» **Data in this exercise**
-- begin --

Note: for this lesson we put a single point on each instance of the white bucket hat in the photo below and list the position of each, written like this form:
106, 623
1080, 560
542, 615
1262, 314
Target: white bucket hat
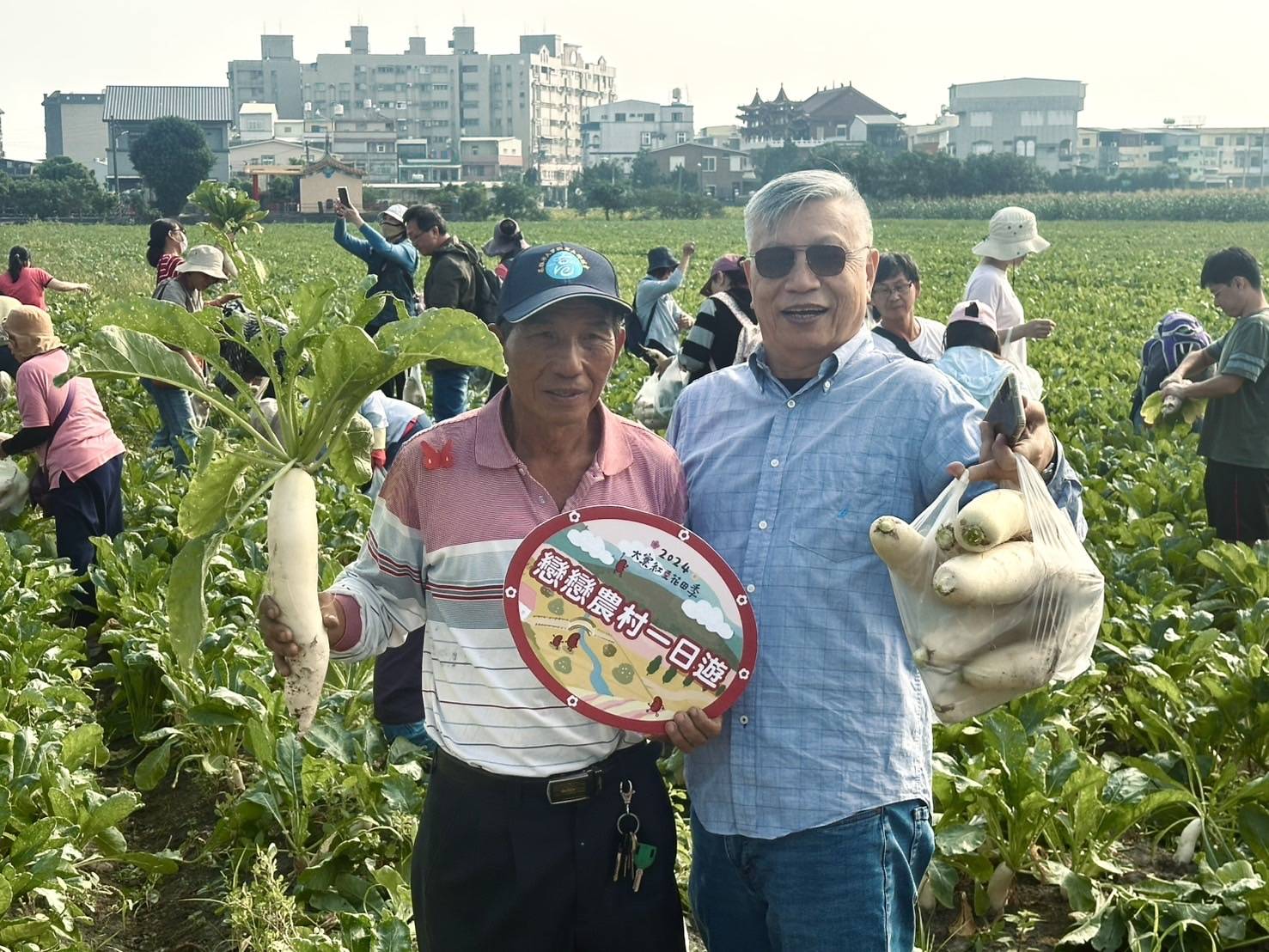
1010, 234
204, 259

-- end --

» **What you need to do**
Rewrite the items above with every "bucket hat" changed to "sun hat" and nothing else altered, leaving out the pictures.

» **Task output**
Note: for this lesson we put a single point on each instance of the white sun hat in the photo below and list the position of each, written like this form:
106, 623
1080, 560
542, 615
1262, 314
Target: white sun hat
1010, 234
204, 259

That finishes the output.